Bu cümleler İsrail’in önde gelen yatırım portallarından birinde yer alan bir haberin giriş cümleleri. Akbank ile İsrail bankası The Gift arasında imzalanan bir anlaşma ile artık İsraillilerin de paralarını Akbank’a yatırabileceklerini ve bu anlaşma sayesinde yukarda bahsettiğimiz o bir saatlik uçak yolculuğunu yapmaya gerek bile kalmadığını belirtiyor.
Bu hafta Türkiye’ye dışardan bakılınca neler görüldüğünü anlatacağımızı söylemiştik ya, işte birazdan ayrıntılarını aktaracağımız bu makale dışardan bakıldığında Türkiye’nin nasıl göründüğünü gayet net biçimde anlatıyor. İsrail’in önde gelen gazetelerinden Haaretz’e bağlı The Marker.com’dan alıntıladığımız bu yazı doğrudan İsrail yatırımcısı için yazılmış.
“Türkiye bugünlerde gelişmekte olan piyasaların yıldızı durumunda. Yatırımcılar ülkeye yatırım yapma yollarını arıyor. Ve üstelik yıllarca süren ekonomik ve siyasi istikrarsızlığın ardından şimdi Türkiye sadece bir turizm cenneti olarak değil, ekonomik ve siyasi istikrarı ile de göz dolduruyor.”
Bu sözlerle devam eden makale, Türkiye’nin şu anda İsrail’in 1985 yılında uyguladığı ekonomik programın benzerini uyguladığını ve bu sayede enflasyonunu 2001’deki yüzde 70’lik seviyesinden yüzde 9’a indiğini, ekonominin 2004 yılında yüzde 9 büyüdüğünü ve bu yıl da yüzde 5’in üzerinde bir büyüme beklendiğini belirtiyor. Buna ek olarak da iç borcun GSMH’ye oranının düştüğünü, kredi derecelendirme kuruluşlarının ülke notunu artırdığını ve Türkiye’nin AB perspektifi nedeniyle kredi notunda pozitif bir değişim beklendiği belirtiliyor.
Ve şöyle devam ediyor:
“Enflasyon düşüşü ve ekonomik istikrar faizlerin de düşmesine neden oldu. 2000 yılında yüzde 200’lere varan faiz oranı yüzde 22’lere geriledi. Ama buna rağmen hala ülkede yüzde 12-13 civarı bir reel faiz almak mümkün. Bu da başta Avrupa ve ABD olmak üzere yatırımcıları Türkiye’ye çekiyor.”
■ ■ ■ ■
[Yapılacaklar]
**a)** Aşağıdaki ifadelerin her biri verilen metinle uyuşuyor mu? Her biri için evet ya da hayır deyin ve karara dayanak olan sözleri metinden aynen alıntılayın. (i) Makaleye göre Türkiye ekonomisi 2004 yılında yüzde 9 büyüdü. (ii) Alıntılanan yazı Avrupalı yatırımcılar için kaleme alındı. (iii) Faiz oranı 2000 yılında yüzde 200'lere ulaşmıştı.
**b)** Verilen metinde "Bu hafta Türkiye’ye" sözlerinden "yatırımcısı için yazılmış." sözlerine kadar uzanan kısmı hiçbir değişiklik yapmadan yazın.

[Veri bölümü]
■ ■ ■ ■
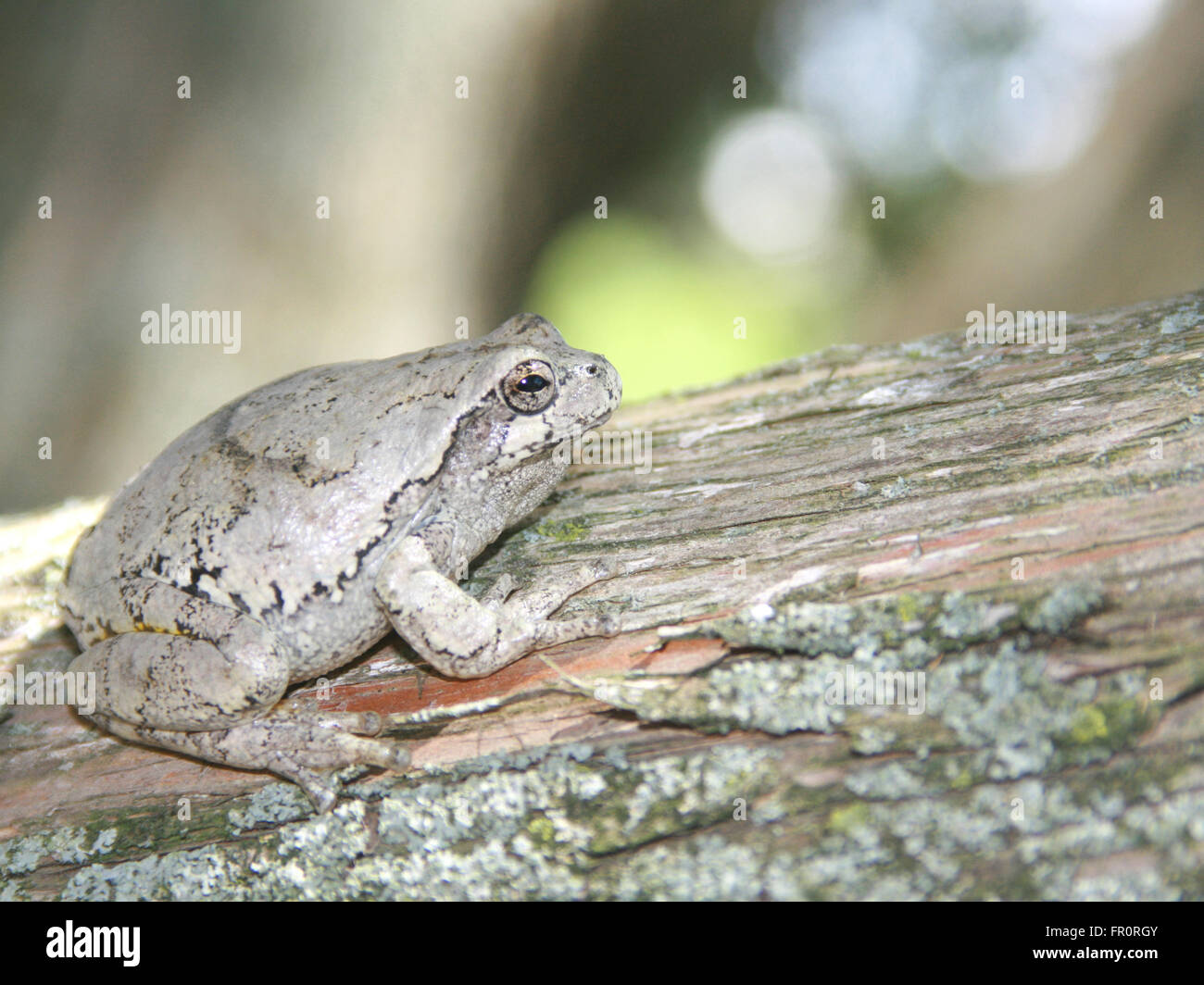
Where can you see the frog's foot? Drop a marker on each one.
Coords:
(464, 637)
(305, 749)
■ ■ ■ ■
[Yanıtlar]
**a)**
(i) Evet: "ekonominin 2004 yılında yüzde 9 büyüdüğünü"
(ii) Hayır: "doğrudan İsrail yatırımcısı için yazılmış"
(iii) Evet: "2000 yılında yüzde 200’lere varan faiz oranı"

**b)**
Bu hafta Türkiye’ye dışardan bakılınca neler görüldüğünü anlatacağımızı söylemiştik ya, işte birazdan ayrıntılarını aktaracağımız bu makale dışardan bakıldığında Türkiye’nin nasıl göründüğünü gayet net biçimde anlatıyor. İsrail’in önde gelen gazetelerinden Haaretz’e bağlı The Marker.com’dan alıntıladığımız bu yazı doğrudan İsrail yatırımcısı için yazılmış.